**** SELECTED EXTRACT ****

Where to drink coffee in Vancouver: Part One – Mount Pleasant

Vancouver has a impressive coffee scene.  We got some great coffee in the Mount Pleasant neighborhood of East Vancouver from 49th Parallel, Elysian, and Aperture.

49th Parallel:


Forty Ninth Parallel’s
Mount Pleasant spot is centrally located on Main St and E 13th Ave.  We walked over here from the place we were staying.  Someone with a bike rolled up to the shop at the same time.  This is a good sign.

49th parallel coffee roasters vancouver

It’s busy and bustling in there.  It was not a quiet coffee shop, at least at the time when we were there.  But there were still some people working quietly on their computers.  There were three or four people behind the counter taking orders and making coffee and an additional person restocking the shelves.  And then there was an additional person adding crazy toppings to Lucky’s doughnuts in the back kitchen.  There’s plenty to gawk at in the doughnut case while waiting to order your coffee.

49th parallel coffee roasters vancouver

There was a mixed crowd of people meeting up, people working on their laptops, and others from the neighborhood just stopping in to grab a coffee.  It felt cozy inside with dark wood and warm lighting in some areas, but with outside light spilling from the large northern windows.

49th parallel coffee roasters vancouver

We got a latte and an espresso and a glazed raised doughnut.  All were excellent.  We were especially surprised by the doughnut – perfectly yeasted and chewy, with slightly less sugar than one would expect.  My mouth is watering as I write.  So good.   And the latte – the combination of the light coming in from the side windows and the dark wood community table, and the teal cup and saucer made for a nice photo.  I bought an espresso demitasse home for a souvenir.

49th parallel coffee roasters vancouver

49th Parallel serves their espresso on a plank with sparkling water and a spoon for sugar:

49th parallel coffee roasters vancouver

We spent a bit of time on Main St, but wish we had more.  We wanted to explore more to the south, (the SoMa neighborhood as was explained to us by the internets) but our timing didn’t work out that way this trip.  But there were plenty of interesting shops and things to see north on Main towards Gastown.

****

_INSTRUCTIONS_
- a) From the Mount Pleasant coffee post, set down the passage from "Where to drink" up to and including "a good sign.".
- b) According to the Mount Pleasant coffee post, how does 49th Parallel serve its espresso?

**** DATA EXTRACT ****

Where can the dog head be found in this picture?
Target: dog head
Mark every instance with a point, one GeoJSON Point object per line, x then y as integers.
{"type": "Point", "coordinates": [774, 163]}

****

_EXPECTED OUTPUTS_
- a)
Where to drink coffee in Vancouver: Part One – Mount Pleasant

Vancouver has a impressive coffee scene.  We got some great coffee in the Mount Pleasant neighborhood of East Vancouver from 49th Parallel, Elysian, and Aperture.

49th Parallel:


Forty Ninth Parallel’s
Mount Pleasant spot is centrally located on Main St and E 13th Ave.  We walked over here from the place we were staying.  Someone with a bike rolled up to the shop at the same time.  This is a good sign.

- b) On a plank with sparkling water and a spoon for sugar.